=== Task goal ===
Please return the full listing below without altering anything.

[Stored data entries]
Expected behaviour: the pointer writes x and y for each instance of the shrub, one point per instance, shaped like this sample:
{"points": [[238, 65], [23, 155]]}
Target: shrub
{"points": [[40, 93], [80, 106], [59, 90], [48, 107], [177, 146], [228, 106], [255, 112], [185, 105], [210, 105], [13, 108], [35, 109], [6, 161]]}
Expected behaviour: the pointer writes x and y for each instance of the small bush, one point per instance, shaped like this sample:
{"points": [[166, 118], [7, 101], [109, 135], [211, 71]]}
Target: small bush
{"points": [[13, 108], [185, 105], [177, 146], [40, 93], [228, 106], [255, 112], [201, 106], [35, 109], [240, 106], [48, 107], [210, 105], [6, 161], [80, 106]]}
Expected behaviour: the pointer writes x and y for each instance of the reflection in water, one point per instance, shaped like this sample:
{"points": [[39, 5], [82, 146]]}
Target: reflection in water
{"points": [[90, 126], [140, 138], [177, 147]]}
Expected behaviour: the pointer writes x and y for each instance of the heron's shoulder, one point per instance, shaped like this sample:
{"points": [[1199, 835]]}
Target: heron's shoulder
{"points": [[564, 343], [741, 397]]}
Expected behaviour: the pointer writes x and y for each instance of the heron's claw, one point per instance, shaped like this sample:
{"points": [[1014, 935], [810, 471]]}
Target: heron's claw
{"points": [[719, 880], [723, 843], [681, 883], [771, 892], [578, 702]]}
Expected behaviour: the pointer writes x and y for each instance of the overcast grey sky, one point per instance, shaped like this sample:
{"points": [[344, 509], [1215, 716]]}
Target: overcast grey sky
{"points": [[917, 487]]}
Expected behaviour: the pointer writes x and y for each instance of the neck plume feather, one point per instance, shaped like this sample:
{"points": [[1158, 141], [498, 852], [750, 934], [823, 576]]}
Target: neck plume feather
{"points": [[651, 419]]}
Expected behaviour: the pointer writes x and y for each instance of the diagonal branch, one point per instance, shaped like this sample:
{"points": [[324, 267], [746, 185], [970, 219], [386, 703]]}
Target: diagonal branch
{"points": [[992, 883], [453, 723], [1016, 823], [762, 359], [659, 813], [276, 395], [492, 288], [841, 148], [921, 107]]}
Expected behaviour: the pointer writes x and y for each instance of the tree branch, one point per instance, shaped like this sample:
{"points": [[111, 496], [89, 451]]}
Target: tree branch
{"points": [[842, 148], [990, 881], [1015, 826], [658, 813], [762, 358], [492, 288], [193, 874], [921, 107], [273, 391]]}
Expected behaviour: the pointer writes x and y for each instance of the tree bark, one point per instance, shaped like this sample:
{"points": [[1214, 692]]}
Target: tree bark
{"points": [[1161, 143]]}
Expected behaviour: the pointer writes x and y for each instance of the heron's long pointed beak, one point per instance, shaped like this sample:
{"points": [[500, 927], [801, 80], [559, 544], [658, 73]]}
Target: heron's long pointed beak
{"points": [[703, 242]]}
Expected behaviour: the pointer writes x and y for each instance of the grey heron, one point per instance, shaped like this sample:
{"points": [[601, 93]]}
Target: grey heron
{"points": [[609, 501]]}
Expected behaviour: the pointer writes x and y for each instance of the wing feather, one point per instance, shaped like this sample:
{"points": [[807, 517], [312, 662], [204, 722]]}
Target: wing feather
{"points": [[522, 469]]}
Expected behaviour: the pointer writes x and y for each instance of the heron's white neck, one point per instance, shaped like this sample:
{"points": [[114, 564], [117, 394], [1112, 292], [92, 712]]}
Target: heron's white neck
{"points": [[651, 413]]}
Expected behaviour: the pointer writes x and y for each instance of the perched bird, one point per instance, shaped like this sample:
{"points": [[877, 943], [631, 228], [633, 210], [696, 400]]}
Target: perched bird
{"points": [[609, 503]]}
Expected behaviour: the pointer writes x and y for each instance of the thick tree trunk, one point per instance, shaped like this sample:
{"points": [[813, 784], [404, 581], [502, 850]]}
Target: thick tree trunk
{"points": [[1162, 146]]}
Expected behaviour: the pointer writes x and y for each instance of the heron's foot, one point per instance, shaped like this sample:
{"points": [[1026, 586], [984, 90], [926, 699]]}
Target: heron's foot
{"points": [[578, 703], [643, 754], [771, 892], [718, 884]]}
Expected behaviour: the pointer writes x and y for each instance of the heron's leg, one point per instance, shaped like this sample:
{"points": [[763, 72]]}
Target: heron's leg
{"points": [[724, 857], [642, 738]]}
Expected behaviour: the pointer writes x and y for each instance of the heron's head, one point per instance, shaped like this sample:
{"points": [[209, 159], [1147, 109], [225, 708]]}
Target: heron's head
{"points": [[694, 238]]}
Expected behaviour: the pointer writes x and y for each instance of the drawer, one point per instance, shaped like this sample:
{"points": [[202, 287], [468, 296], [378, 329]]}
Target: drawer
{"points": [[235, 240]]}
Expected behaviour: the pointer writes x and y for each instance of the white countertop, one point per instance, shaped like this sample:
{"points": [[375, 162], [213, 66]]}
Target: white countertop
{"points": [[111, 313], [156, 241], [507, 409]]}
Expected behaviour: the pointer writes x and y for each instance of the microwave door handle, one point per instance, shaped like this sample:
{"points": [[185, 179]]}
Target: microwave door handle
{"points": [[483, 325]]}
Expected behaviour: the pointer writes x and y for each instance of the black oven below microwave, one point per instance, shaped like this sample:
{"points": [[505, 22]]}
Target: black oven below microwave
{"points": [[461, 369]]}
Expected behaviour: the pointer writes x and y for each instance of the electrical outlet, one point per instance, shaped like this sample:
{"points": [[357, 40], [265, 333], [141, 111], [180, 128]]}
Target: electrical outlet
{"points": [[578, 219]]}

=== Solution for this problem ===
Expected behaviour: the pointer writes x and y for each instance of the shrub, one point per instance, shaped like this sample:
{"points": [[238, 65], [23, 155]]}
Target: shrub
{"points": [[40, 93], [80, 106], [59, 90], [48, 107], [177, 146], [228, 106], [255, 112], [185, 105], [210, 105], [13, 108], [35, 109], [6, 161]]}
Expected behaviour: the pointer writes x and y for each instance of the small bush, one point per instance, shaped like this sample:
{"points": [[166, 118], [7, 101], [109, 135], [211, 71]]}
Target: small bush
{"points": [[13, 108], [185, 105], [177, 146], [40, 93], [228, 106], [255, 112], [201, 106], [35, 109], [240, 106], [48, 107], [210, 105], [6, 161], [80, 106]]}
Expected behaviour: the pointer writes x and y for each instance of the reflection in water, one point per instance, shaped like this sample:
{"points": [[39, 5], [82, 146]]}
Target: reflection in water
{"points": [[90, 126], [140, 138], [177, 147]]}
Expected behaviour: the pointer writes x and y for each instance of the heron's shoulder, one point per instance, shaped like this sample:
{"points": [[1199, 835]]}
Target: heron's shoulder
{"points": [[564, 343], [741, 397]]}
Expected behaviour: the pointer writes x and y for each instance of the heron's claw, one point per instance, shaped like this sample:
{"points": [[1014, 935], [810, 471]]}
Target: heron's claw
{"points": [[719, 880], [723, 843], [681, 883], [771, 892], [578, 702]]}
Expected behaviour: the pointer writes x and y for each instance of the overcast grey sky, one point per instance, shaped like this sample:
{"points": [[344, 509], [1215, 716]]}
Target: overcast grey sky
{"points": [[917, 487]]}
Expected behaviour: the pointer writes x and y for each instance of the neck plume feather, one point per instance, shaped like this sample:
{"points": [[1158, 141], [498, 852], [750, 934], [823, 576]]}
Target: neck plume feather
{"points": [[651, 419]]}
Expected behaviour: the pointer writes x and y for each instance of the diagonal branch, one point per instance, shaped like this sample:
{"points": [[324, 267], [746, 185], [970, 219], [386, 703]]}
Target: diagonal branch
{"points": [[992, 883], [453, 723], [1016, 823], [762, 359], [659, 813], [276, 395], [492, 288], [841, 148], [921, 107]]}
Expected behaviour: the pointer writes x and y for each instance of the tree branch, one point per instance, shaped like this sample:
{"points": [[111, 496], [89, 451]]}
Target: tree branch
{"points": [[842, 148], [990, 881], [1015, 826], [658, 813], [762, 358], [492, 288], [193, 874], [921, 107], [273, 391]]}
Expected behaviour: the pointer writes x and y for each instance of the tree bark, one point per instance, shaped like this sample:
{"points": [[1214, 692]]}
Target: tree bark
{"points": [[1161, 143]]}
Expected behaviour: the pointer writes x and y for each instance of the heron's long pointed beak, one point per instance, shaped like this sample:
{"points": [[500, 927], [801, 80], [559, 544], [658, 73]]}
Target: heron's long pointed beak
{"points": [[703, 242]]}
Expected behaviour: the pointer writes x and y for each instance of the grey heron, one point per instance, shaped like this sample:
{"points": [[601, 93]]}
Target: grey heron
{"points": [[609, 501]]}
Expected behaviour: the pointer writes x and y for each instance of the wing feather, one point per instance, shaped like this sample:
{"points": [[807, 517], [312, 662], [204, 722]]}
Target: wing feather
{"points": [[522, 469]]}
Expected behaviour: the pointer writes x and y for each instance of the heron's white neck, one point per instance, shaped like this sample:
{"points": [[114, 564], [117, 394], [1112, 292], [92, 712]]}
Target: heron's white neck
{"points": [[651, 413]]}
Expected behaviour: the pointer writes x and y for each instance of the perched bird, one point per instance, shaped like this sample:
{"points": [[877, 943], [631, 228], [633, 210], [696, 400]]}
Target: perched bird
{"points": [[609, 503]]}
Expected behaviour: the pointer writes x and y for each instance of the thick tree trunk, one point per instance, shaped like this sample:
{"points": [[813, 784], [404, 581], [502, 850]]}
Target: thick tree trunk
{"points": [[1162, 146]]}
Expected behaviour: the pointer writes x and y for each instance of the heron's foot, one point per instance, shaped like this sample:
{"points": [[1026, 586], [984, 90], [926, 699]]}
Target: heron's foot
{"points": [[578, 703], [643, 754], [771, 892], [718, 884]]}
Expected behaviour: the pointer writes x and y for each instance of the heron's leg, one point per instance, shaped like this sample:
{"points": [[763, 72]]}
Target: heron's leg
{"points": [[724, 857], [642, 738]]}
Expected behaviour: the pointer writes x and y for each instance of the heron's head, one point per instance, shaped like this sample:
{"points": [[209, 159], [1147, 109], [225, 708]]}
Target: heron's head
{"points": [[694, 238]]}
Expected behaviour: the pointer writes x and y for each instance of the drawer, one point per instance, shaped like this sample:
{"points": [[202, 287], [468, 296], [378, 329]]}
Target: drawer
{"points": [[235, 240]]}
Expected behaviour: the pointer writes x and y for each instance of the white countertop, one point per instance, shaped like this sample:
{"points": [[375, 162], [213, 66]]}
Target: white countertop
{"points": [[111, 313], [156, 241], [507, 409]]}
Expected behaviour: the pointer writes x and y for each instance of the microwave door handle, one point per instance, shaped like this sample:
{"points": [[185, 179]]}
Target: microwave door handle
{"points": [[483, 325]]}
Expected behaviour: the pointer writes x and y for each instance of the black oven below microwave, one point per instance, shaped like this sample:
{"points": [[505, 22]]}
Target: black oven below microwave
{"points": [[461, 369]]}
Expected behaviour: the pointer writes x and y for each instance of the electrical outlet, one point per instance, shaped like this sample:
{"points": [[357, 40], [265, 333], [141, 111], [180, 128]]}
Target: electrical outlet
{"points": [[578, 219]]}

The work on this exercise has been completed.